What is being asked — Continue the piece about skulls and their history around Torbay, starting right after its final sentence.

Excerpt provided —
Skulls have fascinated people for thousands of years. They are one of the most recognisable symbols across the world and still warn us of poison, danger, or hazardous materials. 

How far this goes back in our history we don’t know. However, the Dumnonian Celts lived in the Bay up until the seventh century; ancient Greek and Roman sources document Celtic headhunting practices and we have material evidence of ritual head worship.

In medieval England displaying a skull became a warning and a way to encourage good behaviour. They were used to decorate defensive palisades and seen on pikes at London’s Traitor’s Gate. Human remains left in gibbets at Torquay’s Gallows Gate, Newton Abbot’s Forches Cross and Brixham’s Windy Corner were intended to have the same deterrent effect.

One of the most well-known depictions of the skull is on the iconic pirate flag. It is believed that the emblem was borrowed from the flags of the North African barbary corsairs that operated under a green flag with a skull symbol. From the seventeenth century European pirates were using a similar death’s-head to identify themselves, the image designed to epitomise buccaneering ruthlessness and their challenge to law and order.

The pirate flag would have been familiar to local folk as for centuries North African marauders plagued Torbay alongside pirates from France, Holland, Spain, and even from other parts of the British Isles. On occasion, freebooters actually used Torbay as a base. One notorious villain was John Nutt, who operated from his headquarters in the Bay with support from local folk. For over three years during the early seventeenth century he was a major force, being known to take a dozen vessels a week.

We remember this long association through Brixham’s Pirate Festival with its skull and crossbones motif.

Records supplied —
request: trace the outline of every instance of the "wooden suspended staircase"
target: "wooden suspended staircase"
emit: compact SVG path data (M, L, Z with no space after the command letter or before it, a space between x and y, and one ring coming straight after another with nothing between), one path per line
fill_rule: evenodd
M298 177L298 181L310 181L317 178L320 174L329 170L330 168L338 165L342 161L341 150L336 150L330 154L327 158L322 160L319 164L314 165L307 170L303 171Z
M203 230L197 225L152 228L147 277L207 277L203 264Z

Task result —
Sometimes truth is stranger than fiction, which brings us to the myth of the crystal skull. During the mid-nineteenth century there was a real interest in ancient cultures. This public enthusiasm increased when a number of crystal skulls were supposedly discovered in South America. The proposal was that a ‘primitive tribe’ couldn’t have created something so exquisite so they must have been made by the gods.

If this seems familiar, you might have seen the, not very good, 2008 Indiana Jones and the Kingdom of the Crystal Skull movie where crystal skulls were featured.

The Torquay link is that the most famous of the crystal skulls ended up in Torquay.

In the 1920s an explorer called Frederick Mitchell-Hedges claimed to have discovered a crystal skull in a Mayan ruin. He called it the Skull of Doom and said it was “at least 3,600 years old and according to legend it was used by the High Priest of the Maya when he was performing esoteric rites. It is said that when he willed death with the help of the skull, death invariably followed”.

In 1958 Frederick and his adopted daughter Anna moved to Shaldon and, for a time, the artefact was kept in a house on the Newton Road. After Frederick’s death Anna toured with the Skull exhibiting it on a pay-per-view basis. Invited ticket holders, for example, could see the artefact at Torquay’s Imperial Hotel for a charge of £20.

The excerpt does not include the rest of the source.